**Your objective:** Tally the lines below that contain the string "suit", counting only exact-case matches. Reply with the number alone.

________________________________________

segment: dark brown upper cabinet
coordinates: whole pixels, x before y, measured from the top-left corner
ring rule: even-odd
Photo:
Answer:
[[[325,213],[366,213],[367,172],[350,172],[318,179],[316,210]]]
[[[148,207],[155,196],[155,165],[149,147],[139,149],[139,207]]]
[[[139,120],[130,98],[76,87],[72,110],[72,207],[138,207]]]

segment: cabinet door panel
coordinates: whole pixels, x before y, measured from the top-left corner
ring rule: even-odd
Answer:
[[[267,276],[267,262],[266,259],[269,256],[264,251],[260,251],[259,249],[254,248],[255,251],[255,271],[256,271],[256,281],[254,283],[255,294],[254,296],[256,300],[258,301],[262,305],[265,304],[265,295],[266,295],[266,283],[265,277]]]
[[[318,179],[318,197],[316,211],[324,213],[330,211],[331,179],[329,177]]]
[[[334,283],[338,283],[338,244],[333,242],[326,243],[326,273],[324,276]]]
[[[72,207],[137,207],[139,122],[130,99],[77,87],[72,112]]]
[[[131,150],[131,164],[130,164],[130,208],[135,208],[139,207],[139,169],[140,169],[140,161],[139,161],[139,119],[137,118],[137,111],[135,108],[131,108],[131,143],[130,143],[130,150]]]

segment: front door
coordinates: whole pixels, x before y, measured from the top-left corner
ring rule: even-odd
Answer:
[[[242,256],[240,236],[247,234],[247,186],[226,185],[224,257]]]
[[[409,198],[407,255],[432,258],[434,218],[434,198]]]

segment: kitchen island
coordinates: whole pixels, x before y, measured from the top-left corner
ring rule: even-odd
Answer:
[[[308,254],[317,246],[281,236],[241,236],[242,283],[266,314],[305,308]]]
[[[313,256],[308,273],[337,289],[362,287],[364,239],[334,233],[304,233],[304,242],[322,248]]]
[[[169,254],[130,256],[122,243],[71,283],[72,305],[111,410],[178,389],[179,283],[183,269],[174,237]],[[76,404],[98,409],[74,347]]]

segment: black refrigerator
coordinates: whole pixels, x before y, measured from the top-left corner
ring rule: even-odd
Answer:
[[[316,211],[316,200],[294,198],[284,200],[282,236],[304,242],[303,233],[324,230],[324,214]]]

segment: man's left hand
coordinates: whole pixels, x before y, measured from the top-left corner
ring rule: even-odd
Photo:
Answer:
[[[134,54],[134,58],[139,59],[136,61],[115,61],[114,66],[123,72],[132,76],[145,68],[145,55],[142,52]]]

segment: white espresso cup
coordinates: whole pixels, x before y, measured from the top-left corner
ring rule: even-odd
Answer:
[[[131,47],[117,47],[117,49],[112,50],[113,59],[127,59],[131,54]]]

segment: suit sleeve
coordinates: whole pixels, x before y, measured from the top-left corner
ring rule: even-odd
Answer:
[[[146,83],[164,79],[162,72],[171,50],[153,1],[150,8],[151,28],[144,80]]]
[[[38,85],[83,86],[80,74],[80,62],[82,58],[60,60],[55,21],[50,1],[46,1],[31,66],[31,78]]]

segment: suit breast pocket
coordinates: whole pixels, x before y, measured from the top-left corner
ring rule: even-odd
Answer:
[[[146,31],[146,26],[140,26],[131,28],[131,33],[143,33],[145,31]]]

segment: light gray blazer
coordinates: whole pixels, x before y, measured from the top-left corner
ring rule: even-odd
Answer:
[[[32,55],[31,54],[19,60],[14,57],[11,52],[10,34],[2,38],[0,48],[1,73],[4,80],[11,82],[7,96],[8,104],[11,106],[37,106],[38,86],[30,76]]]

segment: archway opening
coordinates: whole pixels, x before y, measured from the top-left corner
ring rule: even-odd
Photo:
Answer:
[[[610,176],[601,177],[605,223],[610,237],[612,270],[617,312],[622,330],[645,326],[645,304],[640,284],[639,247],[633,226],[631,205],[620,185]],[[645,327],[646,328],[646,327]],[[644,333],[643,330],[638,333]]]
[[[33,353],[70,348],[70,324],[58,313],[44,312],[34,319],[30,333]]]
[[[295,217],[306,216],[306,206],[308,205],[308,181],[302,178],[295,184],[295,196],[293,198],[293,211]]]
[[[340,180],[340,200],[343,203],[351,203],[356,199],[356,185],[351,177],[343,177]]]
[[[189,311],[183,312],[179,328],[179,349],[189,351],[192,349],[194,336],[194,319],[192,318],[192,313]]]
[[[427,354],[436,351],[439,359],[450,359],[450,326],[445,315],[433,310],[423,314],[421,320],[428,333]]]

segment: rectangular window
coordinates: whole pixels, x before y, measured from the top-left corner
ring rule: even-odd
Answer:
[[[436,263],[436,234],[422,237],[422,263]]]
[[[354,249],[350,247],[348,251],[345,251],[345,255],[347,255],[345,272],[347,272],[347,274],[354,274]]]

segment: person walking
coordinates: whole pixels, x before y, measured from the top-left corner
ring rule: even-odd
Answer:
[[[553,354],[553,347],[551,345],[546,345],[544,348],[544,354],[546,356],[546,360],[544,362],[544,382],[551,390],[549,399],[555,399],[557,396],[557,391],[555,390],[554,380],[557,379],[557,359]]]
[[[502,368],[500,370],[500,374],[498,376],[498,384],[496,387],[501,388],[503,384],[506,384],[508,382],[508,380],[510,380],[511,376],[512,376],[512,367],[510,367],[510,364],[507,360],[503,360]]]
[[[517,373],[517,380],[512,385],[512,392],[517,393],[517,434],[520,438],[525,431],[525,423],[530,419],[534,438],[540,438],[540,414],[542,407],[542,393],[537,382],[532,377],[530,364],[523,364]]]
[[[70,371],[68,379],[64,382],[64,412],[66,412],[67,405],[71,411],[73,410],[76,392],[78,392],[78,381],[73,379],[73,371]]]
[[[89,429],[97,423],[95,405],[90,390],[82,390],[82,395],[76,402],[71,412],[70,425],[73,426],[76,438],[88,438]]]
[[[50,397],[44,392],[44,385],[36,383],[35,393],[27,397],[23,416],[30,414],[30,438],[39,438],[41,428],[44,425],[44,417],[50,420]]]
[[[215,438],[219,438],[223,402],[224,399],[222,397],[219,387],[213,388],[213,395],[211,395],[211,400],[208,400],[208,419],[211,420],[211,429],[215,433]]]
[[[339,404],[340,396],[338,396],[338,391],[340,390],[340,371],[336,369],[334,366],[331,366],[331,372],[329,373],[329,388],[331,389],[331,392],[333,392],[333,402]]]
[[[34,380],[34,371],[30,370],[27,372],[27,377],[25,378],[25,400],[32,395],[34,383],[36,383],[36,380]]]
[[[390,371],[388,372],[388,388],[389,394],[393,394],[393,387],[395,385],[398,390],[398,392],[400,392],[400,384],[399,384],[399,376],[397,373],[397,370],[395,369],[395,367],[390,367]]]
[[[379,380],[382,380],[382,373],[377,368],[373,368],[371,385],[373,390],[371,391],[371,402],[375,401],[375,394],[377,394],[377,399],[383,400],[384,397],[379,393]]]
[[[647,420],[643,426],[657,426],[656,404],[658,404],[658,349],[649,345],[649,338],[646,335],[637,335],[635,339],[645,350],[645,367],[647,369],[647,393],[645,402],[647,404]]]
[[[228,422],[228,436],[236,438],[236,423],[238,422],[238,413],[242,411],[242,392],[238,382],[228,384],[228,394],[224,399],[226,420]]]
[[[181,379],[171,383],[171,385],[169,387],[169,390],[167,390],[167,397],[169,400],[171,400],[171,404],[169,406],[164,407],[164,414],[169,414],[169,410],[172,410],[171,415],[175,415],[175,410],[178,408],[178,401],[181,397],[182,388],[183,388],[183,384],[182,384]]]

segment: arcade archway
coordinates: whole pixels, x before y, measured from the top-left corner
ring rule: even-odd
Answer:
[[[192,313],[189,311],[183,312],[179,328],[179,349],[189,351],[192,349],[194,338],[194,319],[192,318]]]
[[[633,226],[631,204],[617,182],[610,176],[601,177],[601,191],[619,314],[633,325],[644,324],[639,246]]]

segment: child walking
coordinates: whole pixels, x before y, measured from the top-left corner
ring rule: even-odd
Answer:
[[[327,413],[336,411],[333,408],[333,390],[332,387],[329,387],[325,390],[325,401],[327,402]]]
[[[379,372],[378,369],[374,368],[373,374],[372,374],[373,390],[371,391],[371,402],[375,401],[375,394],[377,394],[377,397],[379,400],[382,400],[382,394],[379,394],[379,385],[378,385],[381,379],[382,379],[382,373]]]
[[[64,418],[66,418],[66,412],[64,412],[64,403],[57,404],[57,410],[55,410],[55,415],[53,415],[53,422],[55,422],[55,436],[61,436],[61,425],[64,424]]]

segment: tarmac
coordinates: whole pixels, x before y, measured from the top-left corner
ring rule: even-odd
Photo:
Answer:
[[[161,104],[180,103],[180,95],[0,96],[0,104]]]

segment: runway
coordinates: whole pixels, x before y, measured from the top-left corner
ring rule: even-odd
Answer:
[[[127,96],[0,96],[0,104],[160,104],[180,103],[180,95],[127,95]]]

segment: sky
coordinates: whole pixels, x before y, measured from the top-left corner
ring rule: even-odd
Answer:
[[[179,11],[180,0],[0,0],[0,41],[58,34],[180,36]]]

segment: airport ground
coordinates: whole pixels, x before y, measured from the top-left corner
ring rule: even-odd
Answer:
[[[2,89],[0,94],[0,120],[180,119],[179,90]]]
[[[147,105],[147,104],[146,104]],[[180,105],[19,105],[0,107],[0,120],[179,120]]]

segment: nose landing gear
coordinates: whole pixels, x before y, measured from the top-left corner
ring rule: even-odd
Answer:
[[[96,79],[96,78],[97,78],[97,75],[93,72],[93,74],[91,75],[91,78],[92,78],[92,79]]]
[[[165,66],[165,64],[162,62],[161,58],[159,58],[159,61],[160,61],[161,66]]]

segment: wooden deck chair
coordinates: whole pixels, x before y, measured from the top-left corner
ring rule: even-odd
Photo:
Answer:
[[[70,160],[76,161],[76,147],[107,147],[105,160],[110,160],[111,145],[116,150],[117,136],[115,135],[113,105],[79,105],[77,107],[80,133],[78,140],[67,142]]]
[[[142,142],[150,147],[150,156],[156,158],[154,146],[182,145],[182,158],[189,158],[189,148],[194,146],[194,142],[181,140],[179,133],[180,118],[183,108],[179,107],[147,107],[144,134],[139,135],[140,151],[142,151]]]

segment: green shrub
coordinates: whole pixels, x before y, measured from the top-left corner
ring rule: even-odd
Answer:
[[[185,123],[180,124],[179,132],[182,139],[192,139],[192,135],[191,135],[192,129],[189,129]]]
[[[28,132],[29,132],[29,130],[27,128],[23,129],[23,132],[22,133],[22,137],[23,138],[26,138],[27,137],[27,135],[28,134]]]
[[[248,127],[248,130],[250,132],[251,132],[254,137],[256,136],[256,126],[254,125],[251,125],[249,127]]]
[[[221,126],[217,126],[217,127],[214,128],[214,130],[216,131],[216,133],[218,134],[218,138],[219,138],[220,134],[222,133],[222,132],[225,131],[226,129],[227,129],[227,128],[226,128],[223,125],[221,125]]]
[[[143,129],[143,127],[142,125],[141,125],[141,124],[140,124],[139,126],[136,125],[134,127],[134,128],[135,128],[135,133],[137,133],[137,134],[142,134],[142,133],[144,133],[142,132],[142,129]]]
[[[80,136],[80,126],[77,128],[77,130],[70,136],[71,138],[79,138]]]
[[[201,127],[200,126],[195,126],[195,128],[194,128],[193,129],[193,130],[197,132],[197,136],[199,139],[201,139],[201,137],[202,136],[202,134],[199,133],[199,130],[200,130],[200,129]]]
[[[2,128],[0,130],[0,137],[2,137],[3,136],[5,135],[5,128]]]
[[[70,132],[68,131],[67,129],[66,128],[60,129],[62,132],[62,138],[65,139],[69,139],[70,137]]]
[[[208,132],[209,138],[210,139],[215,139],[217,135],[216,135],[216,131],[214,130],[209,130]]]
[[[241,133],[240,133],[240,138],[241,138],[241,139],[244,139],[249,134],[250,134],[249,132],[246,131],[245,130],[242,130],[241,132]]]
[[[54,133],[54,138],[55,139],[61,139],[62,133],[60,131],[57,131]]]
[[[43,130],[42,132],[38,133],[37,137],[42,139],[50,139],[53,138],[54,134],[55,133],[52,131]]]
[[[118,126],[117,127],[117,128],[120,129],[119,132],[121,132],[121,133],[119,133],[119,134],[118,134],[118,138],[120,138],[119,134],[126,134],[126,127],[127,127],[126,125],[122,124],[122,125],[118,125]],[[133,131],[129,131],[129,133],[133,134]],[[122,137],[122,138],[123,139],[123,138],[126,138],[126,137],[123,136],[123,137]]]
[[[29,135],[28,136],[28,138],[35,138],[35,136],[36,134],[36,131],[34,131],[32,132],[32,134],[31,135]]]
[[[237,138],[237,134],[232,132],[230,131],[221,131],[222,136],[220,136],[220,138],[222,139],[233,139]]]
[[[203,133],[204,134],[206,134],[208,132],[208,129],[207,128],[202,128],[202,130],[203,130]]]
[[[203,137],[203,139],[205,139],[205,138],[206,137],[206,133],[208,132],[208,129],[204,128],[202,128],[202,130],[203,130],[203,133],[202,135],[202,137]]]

________________________________________

**Full output:** 2